#### The exercise
Convert the lines of all the records below into a numbered list, omitting any blank lines. Leave the pictures out of the list.

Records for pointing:
★ ★ ★ ★
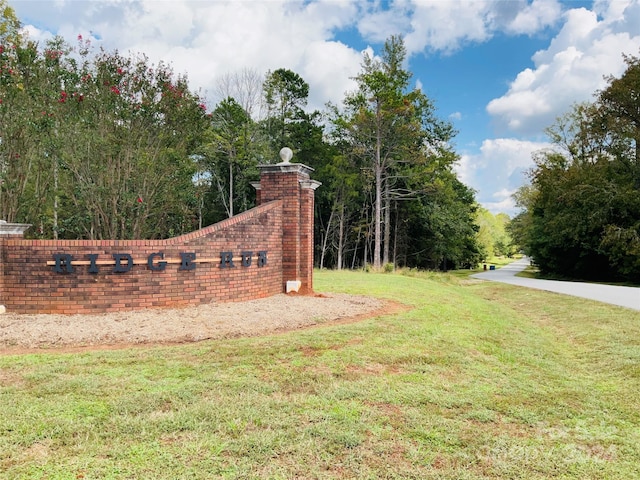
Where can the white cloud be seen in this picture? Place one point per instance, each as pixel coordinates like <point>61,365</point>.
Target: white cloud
<point>534,17</point>
<point>572,69</point>
<point>209,39</point>
<point>498,170</point>
<point>445,26</point>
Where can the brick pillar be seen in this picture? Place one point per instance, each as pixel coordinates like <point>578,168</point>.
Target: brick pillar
<point>7,230</point>
<point>291,182</point>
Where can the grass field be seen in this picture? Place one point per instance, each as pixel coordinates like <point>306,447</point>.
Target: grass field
<point>475,380</point>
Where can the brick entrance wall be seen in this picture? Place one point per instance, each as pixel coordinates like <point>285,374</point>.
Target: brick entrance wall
<point>251,255</point>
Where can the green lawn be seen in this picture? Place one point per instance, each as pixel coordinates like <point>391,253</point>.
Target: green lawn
<point>475,380</point>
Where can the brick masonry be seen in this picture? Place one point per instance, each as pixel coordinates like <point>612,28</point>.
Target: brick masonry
<point>251,255</point>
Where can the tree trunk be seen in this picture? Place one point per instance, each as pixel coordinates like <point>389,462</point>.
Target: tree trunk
<point>378,202</point>
<point>387,223</point>
<point>340,237</point>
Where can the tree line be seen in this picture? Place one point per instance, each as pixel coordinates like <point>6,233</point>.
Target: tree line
<point>100,145</point>
<point>581,210</point>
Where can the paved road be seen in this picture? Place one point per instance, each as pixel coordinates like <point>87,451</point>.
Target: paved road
<point>623,296</point>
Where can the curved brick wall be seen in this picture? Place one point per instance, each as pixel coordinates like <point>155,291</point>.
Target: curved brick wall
<point>249,256</point>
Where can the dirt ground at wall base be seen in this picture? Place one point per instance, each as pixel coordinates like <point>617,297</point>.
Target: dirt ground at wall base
<point>21,333</point>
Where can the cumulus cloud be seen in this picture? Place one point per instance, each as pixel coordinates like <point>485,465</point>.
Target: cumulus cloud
<point>497,170</point>
<point>438,26</point>
<point>207,40</point>
<point>588,47</point>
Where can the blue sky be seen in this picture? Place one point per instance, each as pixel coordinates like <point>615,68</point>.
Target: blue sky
<point>500,70</point>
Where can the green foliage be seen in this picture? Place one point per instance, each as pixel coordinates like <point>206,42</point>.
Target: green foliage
<point>492,234</point>
<point>407,203</point>
<point>470,380</point>
<point>96,145</point>
<point>582,216</point>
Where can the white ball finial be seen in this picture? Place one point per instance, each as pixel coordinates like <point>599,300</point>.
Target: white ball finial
<point>286,154</point>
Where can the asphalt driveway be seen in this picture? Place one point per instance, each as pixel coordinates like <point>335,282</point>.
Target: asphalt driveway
★ ★ ★ ★
#### Exercise output
1. Where can the white cloud be seen in this picture? Place one point per instance, each as pixel coordinates like <point>61,365</point>.
2. Target: white cloud
3. <point>534,17</point>
4. <point>572,69</point>
5. <point>209,39</point>
6. <point>498,170</point>
7. <point>445,26</point>
8. Where can the brick pillar be seen in this picture? Place one point per instance, each as pixel coordinates like <point>578,168</point>.
9. Target: brick pillar
10. <point>7,230</point>
11. <point>291,182</point>
12. Where can the grass field be seen in this picture? Place one point per instance, each as pixel coordinates like <point>306,447</point>.
13. Target: grass field
14. <point>475,380</point>
15. Where can the brick entrance wall be seen in this picture? Place one point per instance, each as pixel coordinates like <point>285,374</point>.
16. Target: brick entrance wall
17. <point>251,255</point>
18. Where can the green lawn be seen in this picture? Place one point per instance, each as pixel coordinates like <point>391,253</point>.
19. Target: green lawn
20. <point>475,380</point>
21. Where can the brick masonry be seen in this picture? Place one point per instance, each as pixel coordinates like <point>612,28</point>.
22. Target: brick masonry
23. <point>251,255</point>
24. Where can the tree trunk be seen in this picture? Place one point per instance, each as pixel coordinates like <point>389,462</point>.
25. Target: tree trunk
26. <point>378,202</point>
27. <point>387,223</point>
28. <point>340,237</point>
29. Where can the tree line be seen in this picture? Place one point per instance, each as pixel coordinates like <point>6,233</point>.
30. Target: tree line
31. <point>100,145</point>
32. <point>581,210</point>
33. Where can the paved road be seen in this picture? Place one point per instance, each as pixel coordinates like <point>87,451</point>.
34. Target: paved road
35. <point>623,296</point>
36. Where can the curved brick wall be seen in this picture? Place one point per instance, each as pixel coordinates like <point>155,291</point>.
37. Target: curved brick wall
38. <point>249,256</point>
39. Where can the dirt ground at wall base be seen in this picture? Place one point per instance, each as pixel coordinates like <point>617,297</point>.
40. Target: dirt ground at wall base
41. <point>21,333</point>
42. Where can the cumulus cloud be seen in this picture? Place one point per instance, each as pixel coordinates like <point>485,465</point>.
43. Target: cumulus cloud
44. <point>497,170</point>
45. <point>438,26</point>
46. <point>207,40</point>
47. <point>588,47</point>
48. Where can the blue sky be seen in this picture? Place one point per instance, each as pixel coordinates like <point>615,68</point>.
49. Target: blue sky
50. <point>500,70</point>
51. Where can the green foliage be seen in this picture? Place one point per instance, each as pixel coordinates like <point>206,42</point>.
52. Target: green foliage
53. <point>492,234</point>
54. <point>407,203</point>
55. <point>470,380</point>
56. <point>96,145</point>
57. <point>582,216</point>
58. Where can the white ball finial be seen in this picture? Place one point per instance, each as pixel coordinates like <point>599,300</point>.
59. Target: white ball finial
60. <point>286,154</point>
61. Where can the asphalt driveway be seen in this picture? Place one point per instance, each as pixel coordinates like <point>335,282</point>.
62. Target: asphalt driveway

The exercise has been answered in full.